Task goal:
Every line with the string "rough" must be copied from the entries below.

Saved data entries:
^^^^

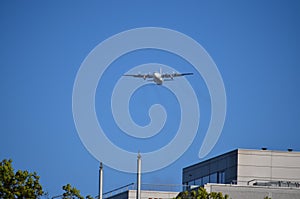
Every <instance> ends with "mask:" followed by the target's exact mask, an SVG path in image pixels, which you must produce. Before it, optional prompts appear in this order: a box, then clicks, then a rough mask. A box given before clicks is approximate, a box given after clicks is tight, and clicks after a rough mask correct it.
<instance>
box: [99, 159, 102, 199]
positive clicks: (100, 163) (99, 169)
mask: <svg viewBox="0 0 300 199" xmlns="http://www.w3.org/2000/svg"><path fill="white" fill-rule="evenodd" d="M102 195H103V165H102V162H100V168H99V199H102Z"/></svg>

^^^^

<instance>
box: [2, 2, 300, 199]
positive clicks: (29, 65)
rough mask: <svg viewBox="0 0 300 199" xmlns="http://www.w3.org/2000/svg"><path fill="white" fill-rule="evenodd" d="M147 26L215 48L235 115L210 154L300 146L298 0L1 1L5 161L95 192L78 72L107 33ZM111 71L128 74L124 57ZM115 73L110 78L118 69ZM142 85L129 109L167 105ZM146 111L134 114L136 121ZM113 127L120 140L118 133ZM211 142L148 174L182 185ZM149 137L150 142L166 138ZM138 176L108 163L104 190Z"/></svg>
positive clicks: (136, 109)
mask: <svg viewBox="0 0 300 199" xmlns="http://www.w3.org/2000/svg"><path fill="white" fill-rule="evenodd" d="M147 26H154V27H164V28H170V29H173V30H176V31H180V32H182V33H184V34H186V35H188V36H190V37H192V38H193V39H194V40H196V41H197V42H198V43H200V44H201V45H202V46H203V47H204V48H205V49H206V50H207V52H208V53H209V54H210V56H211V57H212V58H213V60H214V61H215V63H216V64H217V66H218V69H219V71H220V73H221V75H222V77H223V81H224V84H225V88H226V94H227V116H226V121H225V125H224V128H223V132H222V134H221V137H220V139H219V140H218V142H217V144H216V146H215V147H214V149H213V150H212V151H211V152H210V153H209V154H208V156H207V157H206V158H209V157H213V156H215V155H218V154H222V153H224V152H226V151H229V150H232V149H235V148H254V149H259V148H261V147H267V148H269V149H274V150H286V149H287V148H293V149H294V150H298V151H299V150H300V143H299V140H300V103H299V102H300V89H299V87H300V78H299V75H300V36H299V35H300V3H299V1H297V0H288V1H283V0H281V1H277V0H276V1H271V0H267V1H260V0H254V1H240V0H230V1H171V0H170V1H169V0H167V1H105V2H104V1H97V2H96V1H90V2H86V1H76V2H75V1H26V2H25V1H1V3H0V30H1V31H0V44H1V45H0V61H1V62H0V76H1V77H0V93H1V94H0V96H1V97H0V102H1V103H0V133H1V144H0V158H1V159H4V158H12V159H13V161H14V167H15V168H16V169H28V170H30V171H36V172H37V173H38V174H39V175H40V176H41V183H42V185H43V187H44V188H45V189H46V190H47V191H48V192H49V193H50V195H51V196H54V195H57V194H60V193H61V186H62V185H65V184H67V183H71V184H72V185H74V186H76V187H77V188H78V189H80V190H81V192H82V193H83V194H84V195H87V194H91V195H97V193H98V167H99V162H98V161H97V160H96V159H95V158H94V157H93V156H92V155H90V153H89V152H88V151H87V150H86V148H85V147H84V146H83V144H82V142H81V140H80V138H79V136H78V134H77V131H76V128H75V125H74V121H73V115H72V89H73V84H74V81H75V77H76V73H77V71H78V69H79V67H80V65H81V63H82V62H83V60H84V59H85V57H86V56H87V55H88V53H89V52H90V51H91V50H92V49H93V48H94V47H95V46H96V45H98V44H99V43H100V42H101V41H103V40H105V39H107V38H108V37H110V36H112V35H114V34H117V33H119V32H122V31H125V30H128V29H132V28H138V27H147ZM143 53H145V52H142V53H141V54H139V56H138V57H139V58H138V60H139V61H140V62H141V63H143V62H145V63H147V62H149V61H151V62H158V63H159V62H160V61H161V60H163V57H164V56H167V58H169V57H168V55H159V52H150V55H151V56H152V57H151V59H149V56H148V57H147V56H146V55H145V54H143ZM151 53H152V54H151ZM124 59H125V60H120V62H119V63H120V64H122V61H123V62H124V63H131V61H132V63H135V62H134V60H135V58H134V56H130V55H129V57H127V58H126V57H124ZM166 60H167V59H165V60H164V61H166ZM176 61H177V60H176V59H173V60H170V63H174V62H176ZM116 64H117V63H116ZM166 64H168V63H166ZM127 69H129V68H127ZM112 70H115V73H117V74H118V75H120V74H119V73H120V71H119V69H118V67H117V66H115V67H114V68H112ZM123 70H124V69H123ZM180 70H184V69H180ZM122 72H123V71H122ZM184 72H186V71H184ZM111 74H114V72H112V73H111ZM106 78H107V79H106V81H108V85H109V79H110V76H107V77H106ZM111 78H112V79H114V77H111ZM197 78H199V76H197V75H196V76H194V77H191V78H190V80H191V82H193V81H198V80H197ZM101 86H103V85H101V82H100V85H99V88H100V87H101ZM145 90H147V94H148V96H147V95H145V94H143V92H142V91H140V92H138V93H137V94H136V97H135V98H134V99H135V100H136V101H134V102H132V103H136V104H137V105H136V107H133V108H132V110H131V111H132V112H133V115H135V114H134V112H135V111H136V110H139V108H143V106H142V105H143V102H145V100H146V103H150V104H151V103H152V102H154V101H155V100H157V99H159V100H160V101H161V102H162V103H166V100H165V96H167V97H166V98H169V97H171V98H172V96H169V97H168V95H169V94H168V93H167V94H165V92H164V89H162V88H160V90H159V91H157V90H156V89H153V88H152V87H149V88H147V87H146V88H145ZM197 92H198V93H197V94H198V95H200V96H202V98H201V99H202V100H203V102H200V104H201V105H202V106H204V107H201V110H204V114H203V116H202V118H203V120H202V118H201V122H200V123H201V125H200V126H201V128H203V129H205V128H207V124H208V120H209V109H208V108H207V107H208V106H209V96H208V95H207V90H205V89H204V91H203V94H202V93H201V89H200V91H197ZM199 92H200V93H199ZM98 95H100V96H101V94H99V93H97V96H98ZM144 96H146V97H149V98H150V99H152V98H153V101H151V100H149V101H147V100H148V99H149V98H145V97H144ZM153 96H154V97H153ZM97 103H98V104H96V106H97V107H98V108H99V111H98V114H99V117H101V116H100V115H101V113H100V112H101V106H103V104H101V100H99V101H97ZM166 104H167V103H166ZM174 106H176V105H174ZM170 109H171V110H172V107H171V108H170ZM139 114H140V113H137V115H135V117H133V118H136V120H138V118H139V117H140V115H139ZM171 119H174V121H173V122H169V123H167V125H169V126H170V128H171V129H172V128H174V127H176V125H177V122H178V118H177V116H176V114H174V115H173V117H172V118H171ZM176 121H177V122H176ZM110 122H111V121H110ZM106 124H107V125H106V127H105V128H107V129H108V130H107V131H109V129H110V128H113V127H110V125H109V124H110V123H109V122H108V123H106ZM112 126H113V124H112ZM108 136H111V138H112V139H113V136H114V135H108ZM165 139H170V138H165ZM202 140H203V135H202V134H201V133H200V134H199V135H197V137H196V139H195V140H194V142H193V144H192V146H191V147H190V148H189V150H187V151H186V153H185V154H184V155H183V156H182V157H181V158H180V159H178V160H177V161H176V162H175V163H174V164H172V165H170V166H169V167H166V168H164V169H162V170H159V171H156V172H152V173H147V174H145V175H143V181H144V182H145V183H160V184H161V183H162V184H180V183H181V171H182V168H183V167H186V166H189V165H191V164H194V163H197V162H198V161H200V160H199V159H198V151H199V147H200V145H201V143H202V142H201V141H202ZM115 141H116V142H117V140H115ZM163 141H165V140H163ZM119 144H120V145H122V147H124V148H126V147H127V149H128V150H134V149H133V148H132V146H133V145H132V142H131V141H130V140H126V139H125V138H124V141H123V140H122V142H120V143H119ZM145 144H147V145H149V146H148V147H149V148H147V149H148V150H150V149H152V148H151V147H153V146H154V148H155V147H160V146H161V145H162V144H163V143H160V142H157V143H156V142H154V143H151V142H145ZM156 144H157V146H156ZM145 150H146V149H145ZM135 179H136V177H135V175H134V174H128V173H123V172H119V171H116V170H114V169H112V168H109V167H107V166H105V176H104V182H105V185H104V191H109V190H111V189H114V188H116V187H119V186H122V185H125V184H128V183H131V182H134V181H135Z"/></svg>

^^^^

Problem solution:
Every <instance> ends with "mask:" followed by the target's exact mask, an SVG path in image pixels, which you must produce. Before it, optional prompts appear in this order: a box, then clicks, then a rough mask. A box given before clicks is approximate, a box given after clicks is tight, and clicks after a rough mask correct it.
rough mask: <svg viewBox="0 0 300 199" xmlns="http://www.w3.org/2000/svg"><path fill="white" fill-rule="evenodd" d="M147 26L215 48L235 115L210 154L300 146L298 0L1 1L5 161L95 192L78 72L107 33ZM111 71L128 74L124 57ZM115 73L110 78L118 69ZM142 85L129 109L167 105ZM146 111L134 114L136 121ZM113 127L120 140L118 133ZM211 142L148 174L182 185ZM149 137L150 142L166 138ZM138 176L108 163L104 190Z"/></svg>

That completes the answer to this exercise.